Region pointing data:
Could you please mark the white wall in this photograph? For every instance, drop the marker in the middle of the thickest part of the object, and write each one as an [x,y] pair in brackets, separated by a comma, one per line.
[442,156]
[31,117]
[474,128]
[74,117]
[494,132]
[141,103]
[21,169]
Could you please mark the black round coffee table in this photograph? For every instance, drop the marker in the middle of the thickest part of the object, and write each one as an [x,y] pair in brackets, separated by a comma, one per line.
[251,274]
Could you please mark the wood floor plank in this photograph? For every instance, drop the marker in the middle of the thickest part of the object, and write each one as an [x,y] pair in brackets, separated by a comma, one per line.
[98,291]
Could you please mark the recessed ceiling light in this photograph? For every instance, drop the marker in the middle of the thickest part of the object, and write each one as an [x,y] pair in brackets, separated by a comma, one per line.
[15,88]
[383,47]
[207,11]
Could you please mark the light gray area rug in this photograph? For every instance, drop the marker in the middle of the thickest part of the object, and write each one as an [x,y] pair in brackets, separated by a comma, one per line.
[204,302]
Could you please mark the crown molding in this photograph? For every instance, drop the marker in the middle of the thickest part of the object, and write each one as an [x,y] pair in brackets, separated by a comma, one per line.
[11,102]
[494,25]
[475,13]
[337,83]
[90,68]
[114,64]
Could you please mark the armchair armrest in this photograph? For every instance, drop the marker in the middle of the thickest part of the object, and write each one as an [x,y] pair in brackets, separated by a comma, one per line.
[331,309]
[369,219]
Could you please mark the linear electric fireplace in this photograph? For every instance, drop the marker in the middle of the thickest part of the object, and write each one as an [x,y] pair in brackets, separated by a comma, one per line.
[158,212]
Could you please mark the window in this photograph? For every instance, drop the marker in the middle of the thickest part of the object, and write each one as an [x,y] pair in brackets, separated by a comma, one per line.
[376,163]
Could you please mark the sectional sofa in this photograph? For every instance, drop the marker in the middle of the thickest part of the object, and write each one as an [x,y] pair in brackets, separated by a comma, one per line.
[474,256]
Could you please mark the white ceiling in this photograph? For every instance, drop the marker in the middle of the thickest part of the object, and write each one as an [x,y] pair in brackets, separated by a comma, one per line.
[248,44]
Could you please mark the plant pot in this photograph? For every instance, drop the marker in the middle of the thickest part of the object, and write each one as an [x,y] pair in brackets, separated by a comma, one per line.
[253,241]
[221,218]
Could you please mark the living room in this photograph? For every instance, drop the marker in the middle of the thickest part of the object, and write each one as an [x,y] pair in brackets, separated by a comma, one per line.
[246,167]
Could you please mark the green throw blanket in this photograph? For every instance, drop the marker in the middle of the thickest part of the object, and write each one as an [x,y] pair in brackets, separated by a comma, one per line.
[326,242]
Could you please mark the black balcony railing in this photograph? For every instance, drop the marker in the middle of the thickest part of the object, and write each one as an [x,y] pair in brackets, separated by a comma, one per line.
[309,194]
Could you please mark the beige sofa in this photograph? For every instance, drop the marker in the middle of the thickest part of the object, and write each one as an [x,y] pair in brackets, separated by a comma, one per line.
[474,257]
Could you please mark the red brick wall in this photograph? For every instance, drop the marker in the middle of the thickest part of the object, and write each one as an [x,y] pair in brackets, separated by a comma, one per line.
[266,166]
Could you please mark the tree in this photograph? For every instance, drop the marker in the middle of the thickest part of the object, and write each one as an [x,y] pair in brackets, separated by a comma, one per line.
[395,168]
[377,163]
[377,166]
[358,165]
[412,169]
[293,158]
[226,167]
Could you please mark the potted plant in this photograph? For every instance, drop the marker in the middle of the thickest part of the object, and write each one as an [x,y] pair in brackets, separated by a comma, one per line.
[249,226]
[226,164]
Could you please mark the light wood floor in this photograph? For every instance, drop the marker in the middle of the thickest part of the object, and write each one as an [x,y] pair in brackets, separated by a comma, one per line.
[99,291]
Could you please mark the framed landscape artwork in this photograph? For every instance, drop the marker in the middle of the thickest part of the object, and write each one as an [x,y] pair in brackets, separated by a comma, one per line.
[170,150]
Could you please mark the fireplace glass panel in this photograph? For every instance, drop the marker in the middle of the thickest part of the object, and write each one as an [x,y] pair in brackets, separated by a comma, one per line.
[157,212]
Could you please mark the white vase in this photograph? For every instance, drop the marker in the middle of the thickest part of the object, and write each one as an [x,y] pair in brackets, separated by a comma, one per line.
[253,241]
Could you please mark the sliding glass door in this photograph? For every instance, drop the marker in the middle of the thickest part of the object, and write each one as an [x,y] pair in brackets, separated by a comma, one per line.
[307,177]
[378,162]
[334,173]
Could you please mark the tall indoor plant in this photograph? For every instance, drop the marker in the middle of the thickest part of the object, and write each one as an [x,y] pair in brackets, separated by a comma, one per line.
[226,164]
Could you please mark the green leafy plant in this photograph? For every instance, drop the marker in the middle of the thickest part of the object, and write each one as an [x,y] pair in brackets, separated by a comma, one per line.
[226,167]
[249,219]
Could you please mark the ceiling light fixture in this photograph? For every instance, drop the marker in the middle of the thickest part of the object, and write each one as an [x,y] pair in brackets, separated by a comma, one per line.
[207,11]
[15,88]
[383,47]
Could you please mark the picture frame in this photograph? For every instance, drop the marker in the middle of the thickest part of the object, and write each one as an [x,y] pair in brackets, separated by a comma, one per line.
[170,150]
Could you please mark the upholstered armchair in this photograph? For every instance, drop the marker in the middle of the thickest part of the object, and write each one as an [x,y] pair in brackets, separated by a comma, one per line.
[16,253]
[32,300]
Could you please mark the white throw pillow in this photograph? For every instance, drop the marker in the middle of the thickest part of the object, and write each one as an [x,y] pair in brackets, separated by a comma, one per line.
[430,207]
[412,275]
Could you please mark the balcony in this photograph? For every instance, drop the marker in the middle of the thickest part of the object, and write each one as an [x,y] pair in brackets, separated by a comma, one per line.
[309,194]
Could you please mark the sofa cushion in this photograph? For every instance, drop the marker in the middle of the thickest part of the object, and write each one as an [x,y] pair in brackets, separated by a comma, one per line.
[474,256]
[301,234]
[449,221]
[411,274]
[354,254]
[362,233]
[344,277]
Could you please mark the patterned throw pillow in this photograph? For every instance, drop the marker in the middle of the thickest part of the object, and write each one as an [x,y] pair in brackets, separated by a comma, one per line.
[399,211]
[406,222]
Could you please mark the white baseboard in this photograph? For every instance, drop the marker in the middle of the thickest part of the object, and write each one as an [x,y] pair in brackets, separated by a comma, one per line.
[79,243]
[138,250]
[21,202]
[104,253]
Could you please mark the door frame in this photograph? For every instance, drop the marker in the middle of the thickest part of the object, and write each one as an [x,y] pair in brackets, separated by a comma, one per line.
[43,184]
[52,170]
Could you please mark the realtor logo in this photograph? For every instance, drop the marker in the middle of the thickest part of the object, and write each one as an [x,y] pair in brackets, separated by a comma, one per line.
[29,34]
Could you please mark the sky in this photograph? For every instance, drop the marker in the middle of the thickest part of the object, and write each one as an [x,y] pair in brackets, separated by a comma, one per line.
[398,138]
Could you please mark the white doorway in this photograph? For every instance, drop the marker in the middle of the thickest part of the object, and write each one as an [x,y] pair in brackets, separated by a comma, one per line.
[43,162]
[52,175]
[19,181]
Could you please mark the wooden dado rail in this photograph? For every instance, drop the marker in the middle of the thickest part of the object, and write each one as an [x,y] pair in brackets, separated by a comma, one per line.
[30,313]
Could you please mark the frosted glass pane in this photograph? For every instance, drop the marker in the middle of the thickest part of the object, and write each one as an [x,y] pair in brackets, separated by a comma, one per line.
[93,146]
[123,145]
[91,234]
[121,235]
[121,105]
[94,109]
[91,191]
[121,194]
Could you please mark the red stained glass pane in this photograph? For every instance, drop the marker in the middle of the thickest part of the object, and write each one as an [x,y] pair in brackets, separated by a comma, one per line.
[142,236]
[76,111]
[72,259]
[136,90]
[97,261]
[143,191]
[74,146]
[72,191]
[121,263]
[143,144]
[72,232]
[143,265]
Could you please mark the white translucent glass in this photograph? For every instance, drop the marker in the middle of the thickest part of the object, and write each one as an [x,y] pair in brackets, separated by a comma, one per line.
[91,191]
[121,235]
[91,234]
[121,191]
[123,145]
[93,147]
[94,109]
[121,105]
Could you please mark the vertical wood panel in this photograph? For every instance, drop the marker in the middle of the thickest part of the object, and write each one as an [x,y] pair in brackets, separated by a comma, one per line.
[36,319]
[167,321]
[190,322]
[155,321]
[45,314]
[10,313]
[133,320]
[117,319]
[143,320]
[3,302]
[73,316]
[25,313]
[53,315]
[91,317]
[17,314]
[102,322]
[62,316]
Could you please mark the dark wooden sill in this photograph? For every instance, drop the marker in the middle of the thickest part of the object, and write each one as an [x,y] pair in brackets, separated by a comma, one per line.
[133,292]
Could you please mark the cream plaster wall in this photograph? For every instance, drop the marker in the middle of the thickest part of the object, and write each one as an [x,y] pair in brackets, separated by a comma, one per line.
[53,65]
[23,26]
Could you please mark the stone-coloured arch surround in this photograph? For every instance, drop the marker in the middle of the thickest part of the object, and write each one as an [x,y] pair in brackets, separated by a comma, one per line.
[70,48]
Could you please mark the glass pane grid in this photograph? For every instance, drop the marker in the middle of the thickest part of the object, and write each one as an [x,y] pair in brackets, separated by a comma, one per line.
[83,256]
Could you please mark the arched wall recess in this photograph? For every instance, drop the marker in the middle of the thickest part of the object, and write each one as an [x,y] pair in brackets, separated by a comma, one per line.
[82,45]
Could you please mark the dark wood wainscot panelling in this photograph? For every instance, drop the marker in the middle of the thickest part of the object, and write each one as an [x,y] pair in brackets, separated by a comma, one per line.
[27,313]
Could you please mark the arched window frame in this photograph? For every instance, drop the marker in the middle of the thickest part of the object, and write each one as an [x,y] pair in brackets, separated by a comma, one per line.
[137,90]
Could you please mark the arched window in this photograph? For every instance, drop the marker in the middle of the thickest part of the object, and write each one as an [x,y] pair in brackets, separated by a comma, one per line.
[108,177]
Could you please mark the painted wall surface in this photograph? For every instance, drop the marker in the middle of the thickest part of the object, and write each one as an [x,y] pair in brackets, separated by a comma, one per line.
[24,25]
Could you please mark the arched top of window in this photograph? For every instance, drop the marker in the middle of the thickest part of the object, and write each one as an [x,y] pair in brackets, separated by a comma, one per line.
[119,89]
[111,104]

EXERCISE REQUIREMENTS: Take the lines from the one containing "Could you please mark the arched wall" through the final line of the entries above, and set them down exactly, with nothing added.

COMPLETED EXERCISE:
Could you please mark the arched wall recess in this photograph? For every instance, drop the marker in the middle of the thickest part of the object, and write each one as an [x,y] pair in brackets, separated by a comma, one per line.
[82,45]
Could you please mark the dark wood wainscot panelling in this photograph? For every instance, drop the marker in the middle of the thickest part of the object, and write each one as an [x,y] pair in brackets, separated by a comma, one per line.
[27,313]
Could you please mark the arched window frame in this photograph? For every instance, drop the marker in the middle of the thickest part of the object, and write each one as an [x,y] pair in brackets, separated by a comma, one per line.
[137,90]
Could you please mark the arched window in this photograph? For every instance, drop the marker in the middle of the thickest part of the object, and write each one as an [x,y] pair in brackets, separated by a comma, one per line.
[108,177]
Could you please mark the painted wall surface in this photograph? For every instance, drop the marker in the middle of the thickest part of the object, and write each one as an [x,y] pair in brackets, separated by a comma, one per line.
[24,25]
Could you please mark the arched top of window in this photograph? For every instance, drop the marker in the middle of the thickest part of the object, and write each one as an [x,y] pair in brackets, separated by a comma, one per line.
[119,89]
[111,104]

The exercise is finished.